-- START --

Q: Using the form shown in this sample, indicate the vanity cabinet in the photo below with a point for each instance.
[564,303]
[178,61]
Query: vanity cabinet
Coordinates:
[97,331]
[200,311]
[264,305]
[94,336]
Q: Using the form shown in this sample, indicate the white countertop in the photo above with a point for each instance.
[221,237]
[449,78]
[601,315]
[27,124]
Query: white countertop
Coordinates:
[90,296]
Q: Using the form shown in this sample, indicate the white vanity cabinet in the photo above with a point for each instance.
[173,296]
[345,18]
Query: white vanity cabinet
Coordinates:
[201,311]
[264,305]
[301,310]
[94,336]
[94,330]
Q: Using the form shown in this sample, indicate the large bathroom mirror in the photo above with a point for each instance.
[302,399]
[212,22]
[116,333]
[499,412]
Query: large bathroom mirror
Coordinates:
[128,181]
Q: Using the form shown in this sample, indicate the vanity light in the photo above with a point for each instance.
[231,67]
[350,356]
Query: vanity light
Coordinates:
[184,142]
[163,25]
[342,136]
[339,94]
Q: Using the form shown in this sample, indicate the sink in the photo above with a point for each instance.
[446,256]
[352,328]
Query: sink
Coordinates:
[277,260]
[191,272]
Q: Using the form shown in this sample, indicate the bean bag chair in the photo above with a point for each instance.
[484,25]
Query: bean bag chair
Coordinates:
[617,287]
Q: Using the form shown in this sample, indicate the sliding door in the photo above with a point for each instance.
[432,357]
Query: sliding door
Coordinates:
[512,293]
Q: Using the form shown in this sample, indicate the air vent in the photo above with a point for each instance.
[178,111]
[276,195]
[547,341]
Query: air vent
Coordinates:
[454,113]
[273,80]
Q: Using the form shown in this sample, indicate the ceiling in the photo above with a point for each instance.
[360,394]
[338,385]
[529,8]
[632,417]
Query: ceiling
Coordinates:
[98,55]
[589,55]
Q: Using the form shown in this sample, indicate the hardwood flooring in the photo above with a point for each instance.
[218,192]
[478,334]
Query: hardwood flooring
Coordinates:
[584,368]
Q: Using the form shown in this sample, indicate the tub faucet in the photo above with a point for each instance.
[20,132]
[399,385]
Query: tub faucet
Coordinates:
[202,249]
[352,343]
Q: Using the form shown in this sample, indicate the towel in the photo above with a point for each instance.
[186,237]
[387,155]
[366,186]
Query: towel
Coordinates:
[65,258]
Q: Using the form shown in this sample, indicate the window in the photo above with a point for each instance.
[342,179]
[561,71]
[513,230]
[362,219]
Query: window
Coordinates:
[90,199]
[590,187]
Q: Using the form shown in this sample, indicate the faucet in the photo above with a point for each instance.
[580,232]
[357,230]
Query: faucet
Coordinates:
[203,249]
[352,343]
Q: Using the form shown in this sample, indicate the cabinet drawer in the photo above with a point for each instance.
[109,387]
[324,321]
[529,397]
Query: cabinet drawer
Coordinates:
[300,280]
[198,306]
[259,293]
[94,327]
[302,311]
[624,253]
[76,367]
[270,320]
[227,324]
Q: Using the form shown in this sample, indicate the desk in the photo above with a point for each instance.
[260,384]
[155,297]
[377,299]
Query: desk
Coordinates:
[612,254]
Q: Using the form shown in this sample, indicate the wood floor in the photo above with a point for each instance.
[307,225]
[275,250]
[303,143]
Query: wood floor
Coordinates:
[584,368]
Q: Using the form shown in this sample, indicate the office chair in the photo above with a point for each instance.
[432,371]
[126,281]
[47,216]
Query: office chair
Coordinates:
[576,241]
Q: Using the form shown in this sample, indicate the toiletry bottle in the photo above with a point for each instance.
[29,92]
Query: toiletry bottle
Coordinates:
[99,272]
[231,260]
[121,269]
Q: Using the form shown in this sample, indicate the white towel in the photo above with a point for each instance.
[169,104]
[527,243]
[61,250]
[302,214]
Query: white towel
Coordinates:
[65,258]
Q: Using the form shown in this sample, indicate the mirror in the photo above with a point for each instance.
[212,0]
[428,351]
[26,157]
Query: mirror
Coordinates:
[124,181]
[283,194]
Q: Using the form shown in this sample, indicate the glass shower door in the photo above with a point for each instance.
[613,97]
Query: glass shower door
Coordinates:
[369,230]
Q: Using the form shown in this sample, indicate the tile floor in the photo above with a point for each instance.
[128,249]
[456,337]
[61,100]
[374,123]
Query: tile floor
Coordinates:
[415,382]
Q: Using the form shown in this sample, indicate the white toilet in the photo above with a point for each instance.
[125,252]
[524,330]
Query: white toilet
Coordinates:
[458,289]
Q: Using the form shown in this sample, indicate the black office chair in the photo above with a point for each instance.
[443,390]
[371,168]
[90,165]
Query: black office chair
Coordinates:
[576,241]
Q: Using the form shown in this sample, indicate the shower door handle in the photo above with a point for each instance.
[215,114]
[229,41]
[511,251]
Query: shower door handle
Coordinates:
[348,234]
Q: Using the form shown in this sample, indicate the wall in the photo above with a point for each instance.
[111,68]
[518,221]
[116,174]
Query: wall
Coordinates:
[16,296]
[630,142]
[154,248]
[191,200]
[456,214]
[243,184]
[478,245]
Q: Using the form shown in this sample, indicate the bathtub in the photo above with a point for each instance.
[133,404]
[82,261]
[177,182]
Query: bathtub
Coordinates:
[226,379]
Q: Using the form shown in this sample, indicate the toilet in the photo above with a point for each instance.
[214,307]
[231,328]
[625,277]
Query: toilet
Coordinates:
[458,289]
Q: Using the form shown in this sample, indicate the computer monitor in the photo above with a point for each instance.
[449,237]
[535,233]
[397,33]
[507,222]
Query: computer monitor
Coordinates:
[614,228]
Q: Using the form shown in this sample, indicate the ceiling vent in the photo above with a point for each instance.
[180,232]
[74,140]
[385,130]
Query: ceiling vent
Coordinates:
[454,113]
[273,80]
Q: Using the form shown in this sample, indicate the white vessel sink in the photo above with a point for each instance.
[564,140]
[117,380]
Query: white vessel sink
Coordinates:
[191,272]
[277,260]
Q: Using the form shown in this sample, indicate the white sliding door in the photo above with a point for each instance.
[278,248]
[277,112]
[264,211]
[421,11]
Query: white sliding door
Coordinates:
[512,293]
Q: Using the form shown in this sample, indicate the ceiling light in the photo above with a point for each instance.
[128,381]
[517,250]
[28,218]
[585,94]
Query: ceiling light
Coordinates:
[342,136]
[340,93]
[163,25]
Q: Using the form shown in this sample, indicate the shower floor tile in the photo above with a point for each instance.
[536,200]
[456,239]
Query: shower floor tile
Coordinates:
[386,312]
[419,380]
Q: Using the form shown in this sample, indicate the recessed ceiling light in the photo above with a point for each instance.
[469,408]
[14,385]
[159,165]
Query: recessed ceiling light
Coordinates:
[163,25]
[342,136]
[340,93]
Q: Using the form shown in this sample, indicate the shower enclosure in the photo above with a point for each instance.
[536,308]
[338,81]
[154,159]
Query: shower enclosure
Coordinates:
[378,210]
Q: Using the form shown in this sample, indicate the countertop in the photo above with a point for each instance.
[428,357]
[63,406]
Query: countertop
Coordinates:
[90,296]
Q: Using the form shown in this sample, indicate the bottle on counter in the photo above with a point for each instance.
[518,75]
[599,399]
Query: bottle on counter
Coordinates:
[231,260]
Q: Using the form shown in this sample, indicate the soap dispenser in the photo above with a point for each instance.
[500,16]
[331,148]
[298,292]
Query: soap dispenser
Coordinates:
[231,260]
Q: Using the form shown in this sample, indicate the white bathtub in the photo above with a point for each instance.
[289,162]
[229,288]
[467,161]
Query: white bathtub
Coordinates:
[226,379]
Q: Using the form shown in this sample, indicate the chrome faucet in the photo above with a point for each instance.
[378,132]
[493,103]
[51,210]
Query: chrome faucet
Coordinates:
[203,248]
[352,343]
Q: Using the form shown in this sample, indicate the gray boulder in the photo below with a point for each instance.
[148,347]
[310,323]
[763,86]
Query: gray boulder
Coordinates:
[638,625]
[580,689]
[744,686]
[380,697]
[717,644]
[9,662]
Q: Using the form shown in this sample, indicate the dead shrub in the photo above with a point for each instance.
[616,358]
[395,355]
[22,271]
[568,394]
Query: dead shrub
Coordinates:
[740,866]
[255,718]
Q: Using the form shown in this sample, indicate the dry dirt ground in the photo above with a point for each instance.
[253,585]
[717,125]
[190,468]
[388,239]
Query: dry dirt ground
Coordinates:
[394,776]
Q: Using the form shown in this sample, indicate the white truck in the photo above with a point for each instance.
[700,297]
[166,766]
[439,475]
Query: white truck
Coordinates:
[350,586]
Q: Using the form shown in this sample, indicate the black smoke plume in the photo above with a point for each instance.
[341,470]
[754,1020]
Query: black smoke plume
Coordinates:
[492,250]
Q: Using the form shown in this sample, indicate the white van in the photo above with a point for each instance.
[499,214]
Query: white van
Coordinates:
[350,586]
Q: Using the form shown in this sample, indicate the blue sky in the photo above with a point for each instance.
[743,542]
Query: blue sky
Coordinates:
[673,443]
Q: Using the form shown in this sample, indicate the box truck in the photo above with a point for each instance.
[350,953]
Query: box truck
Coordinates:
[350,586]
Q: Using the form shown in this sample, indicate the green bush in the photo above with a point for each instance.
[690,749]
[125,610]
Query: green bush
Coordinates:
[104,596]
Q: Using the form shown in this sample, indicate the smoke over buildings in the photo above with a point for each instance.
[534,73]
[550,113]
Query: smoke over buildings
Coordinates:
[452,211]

-- END --

Problem to work on.
Please render the material as a numbered list, from the line holding "Q: Using the form shown in this sample, indicate the box" through its final line, both ends included, with blank lines omitted.

Full output.
1. Q: Using the form shown in this sample, indicate the box truck in the photo above with a point for each instance.
2. [350,953]
3. Query: box truck
4. Coordinates:
5. [350,586]
6. Q: Using the form shown in this sample, indicate the green bush in the photo above with a point for each instance.
7. [690,749]
8. [125,610]
9. Query: green bush
10. Coordinates:
11. [104,596]
12. Q: Using the form shown in this sample, indicate the smoke over buildings in the photo above with a point for each instance.
13. [534,73]
14. [550,113]
15. Query: smoke over buildings
16. Coordinates:
17. [452,211]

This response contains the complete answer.